### What is asked
Can you copy out, character for character, the stretch of rows from the very first line through the line containing "139), (239, 138)]", including both ends?

================

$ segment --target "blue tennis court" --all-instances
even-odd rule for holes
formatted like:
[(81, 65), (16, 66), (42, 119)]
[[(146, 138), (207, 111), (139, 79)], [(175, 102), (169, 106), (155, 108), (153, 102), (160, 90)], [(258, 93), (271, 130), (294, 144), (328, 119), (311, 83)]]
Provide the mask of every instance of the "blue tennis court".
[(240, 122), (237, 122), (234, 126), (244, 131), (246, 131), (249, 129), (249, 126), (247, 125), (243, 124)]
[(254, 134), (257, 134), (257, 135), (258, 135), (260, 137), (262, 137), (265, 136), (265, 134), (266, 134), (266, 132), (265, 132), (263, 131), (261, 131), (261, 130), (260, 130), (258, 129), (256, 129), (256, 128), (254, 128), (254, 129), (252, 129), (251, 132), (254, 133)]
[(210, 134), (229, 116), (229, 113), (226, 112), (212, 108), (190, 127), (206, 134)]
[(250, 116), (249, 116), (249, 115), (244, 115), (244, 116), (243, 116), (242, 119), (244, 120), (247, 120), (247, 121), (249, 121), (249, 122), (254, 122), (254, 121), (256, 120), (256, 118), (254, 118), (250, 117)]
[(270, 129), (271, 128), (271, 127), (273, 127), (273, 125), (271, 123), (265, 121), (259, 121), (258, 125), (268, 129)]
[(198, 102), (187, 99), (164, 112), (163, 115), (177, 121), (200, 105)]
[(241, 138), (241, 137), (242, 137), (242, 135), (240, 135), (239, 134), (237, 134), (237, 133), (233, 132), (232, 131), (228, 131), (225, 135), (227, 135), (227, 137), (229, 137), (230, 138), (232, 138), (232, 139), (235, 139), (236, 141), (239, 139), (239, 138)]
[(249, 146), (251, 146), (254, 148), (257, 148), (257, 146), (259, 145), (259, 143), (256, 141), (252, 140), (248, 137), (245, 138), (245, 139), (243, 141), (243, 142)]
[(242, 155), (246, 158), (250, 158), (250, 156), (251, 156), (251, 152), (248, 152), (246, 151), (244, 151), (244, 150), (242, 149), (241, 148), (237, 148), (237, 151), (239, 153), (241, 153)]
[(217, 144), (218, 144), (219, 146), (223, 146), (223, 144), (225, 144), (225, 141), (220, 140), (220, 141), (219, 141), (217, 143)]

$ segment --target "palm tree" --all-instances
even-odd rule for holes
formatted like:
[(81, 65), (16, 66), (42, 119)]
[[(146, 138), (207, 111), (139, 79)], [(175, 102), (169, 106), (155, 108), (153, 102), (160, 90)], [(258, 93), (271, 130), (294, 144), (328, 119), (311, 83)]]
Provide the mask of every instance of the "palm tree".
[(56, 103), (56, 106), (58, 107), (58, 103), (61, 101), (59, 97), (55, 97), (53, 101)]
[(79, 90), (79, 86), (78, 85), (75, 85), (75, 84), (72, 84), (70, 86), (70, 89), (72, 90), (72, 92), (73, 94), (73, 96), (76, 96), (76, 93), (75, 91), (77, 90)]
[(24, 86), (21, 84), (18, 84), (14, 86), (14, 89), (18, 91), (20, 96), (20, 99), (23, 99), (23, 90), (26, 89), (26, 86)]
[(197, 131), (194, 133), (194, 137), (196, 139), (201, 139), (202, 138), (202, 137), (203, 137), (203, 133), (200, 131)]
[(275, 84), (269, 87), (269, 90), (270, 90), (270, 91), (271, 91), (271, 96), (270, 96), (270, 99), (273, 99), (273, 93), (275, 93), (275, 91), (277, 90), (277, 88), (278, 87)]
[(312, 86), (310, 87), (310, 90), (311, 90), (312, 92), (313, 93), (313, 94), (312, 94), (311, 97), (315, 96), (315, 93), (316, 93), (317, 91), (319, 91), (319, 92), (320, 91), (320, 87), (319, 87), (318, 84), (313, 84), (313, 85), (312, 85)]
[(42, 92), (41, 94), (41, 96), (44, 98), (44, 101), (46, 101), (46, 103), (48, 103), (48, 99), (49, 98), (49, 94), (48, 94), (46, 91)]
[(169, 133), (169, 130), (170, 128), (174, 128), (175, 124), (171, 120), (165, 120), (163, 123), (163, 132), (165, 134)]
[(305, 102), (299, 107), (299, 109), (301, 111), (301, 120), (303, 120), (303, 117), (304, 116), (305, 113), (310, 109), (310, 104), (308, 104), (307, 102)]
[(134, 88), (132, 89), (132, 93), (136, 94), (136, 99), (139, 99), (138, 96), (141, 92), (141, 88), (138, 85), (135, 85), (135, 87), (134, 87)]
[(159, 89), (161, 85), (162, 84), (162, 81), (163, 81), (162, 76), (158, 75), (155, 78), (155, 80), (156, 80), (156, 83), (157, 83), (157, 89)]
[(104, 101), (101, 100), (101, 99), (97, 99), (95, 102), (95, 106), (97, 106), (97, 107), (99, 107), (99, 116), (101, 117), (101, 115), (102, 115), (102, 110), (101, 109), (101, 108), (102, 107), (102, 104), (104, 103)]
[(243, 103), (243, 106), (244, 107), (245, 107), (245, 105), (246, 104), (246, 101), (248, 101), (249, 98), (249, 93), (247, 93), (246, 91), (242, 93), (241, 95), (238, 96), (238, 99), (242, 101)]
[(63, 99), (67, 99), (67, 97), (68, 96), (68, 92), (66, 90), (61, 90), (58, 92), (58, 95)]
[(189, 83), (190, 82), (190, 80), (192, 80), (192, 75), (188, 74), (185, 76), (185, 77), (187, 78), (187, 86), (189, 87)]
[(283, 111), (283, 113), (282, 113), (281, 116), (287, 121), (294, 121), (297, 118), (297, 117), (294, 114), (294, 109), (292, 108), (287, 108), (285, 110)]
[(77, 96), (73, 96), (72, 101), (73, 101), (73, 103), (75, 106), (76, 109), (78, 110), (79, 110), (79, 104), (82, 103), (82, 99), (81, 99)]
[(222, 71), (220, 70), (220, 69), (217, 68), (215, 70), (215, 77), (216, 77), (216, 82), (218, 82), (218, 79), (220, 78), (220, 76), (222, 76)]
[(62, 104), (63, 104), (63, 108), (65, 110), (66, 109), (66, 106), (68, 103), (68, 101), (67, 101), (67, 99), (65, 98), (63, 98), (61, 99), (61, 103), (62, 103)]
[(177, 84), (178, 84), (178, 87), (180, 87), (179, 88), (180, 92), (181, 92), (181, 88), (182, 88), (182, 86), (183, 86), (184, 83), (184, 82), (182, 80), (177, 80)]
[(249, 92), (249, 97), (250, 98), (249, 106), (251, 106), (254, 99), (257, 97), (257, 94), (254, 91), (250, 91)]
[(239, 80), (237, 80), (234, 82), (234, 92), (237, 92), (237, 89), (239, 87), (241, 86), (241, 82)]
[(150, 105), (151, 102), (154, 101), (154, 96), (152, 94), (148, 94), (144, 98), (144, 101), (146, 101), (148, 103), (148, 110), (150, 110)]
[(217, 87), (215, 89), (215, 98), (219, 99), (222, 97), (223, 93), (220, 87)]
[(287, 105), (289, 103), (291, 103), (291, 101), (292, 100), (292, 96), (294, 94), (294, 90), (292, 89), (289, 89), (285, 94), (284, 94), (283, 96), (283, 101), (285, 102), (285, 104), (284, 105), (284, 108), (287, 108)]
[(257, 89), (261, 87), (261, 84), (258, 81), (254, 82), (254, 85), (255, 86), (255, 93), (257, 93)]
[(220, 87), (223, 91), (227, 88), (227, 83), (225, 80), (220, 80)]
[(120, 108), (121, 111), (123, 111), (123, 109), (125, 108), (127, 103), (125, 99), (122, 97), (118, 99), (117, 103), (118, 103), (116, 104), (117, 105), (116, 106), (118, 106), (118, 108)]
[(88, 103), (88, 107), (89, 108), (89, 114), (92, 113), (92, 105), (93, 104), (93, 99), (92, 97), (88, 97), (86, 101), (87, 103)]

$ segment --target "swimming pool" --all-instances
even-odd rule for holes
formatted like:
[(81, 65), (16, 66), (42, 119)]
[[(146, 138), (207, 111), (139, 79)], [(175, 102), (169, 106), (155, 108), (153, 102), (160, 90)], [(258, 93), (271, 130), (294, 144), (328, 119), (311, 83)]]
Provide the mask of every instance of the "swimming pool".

================

### Correct result
$ segment --target "blue tennis court" --all-instances
even-odd rule for holes
formatted like:
[(81, 65), (16, 66), (42, 119)]
[[(146, 138), (207, 111), (139, 79)], [(175, 102), (169, 106), (155, 108), (153, 102), (160, 90)], [(258, 93), (271, 130), (294, 144), (328, 119), (311, 83)]]
Provide the mask of every instance of the "blue tennis court".
[(240, 122), (237, 122), (234, 126), (244, 131), (246, 131), (249, 129), (249, 126), (247, 125), (243, 124)]
[(254, 134), (257, 134), (257, 135), (258, 135), (260, 137), (262, 137), (265, 136), (265, 134), (266, 134), (266, 132), (265, 132), (263, 131), (261, 131), (261, 130), (260, 130), (258, 129), (256, 129), (256, 128), (254, 128), (254, 129), (252, 129), (251, 132), (254, 133)]
[(210, 134), (229, 116), (229, 113), (226, 112), (212, 108), (190, 127), (206, 134)]
[(250, 116), (249, 116), (249, 115), (244, 115), (244, 116), (243, 116), (242, 119), (244, 120), (247, 120), (247, 121), (249, 121), (249, 122), (254, 122), (254, 121), (256, 120), (256, 118), (254, 118), (250, 117)]
[(270, 129), (271, 128), (271, 127), (273, 127), (273, 125), (271, 123), (265, 121), (259, 121), (258, 125), (268, 129)]
[(198, 102), (187, 99), (164, 112), (163, 115), (177, 121), (200, 105)]
[(241, 138), (241, 137), (242, 137), (242, 135), (240, 135), (239, 134), (237, 134), (237, 133), (233, 132), (232, 131), (228, 131), (225, 135), (227, 135), (227, 137), (229, 137), (230, 138), (232, 138), (232, 139), (235, 139), (236, 141), (239, 139), (239, 138)]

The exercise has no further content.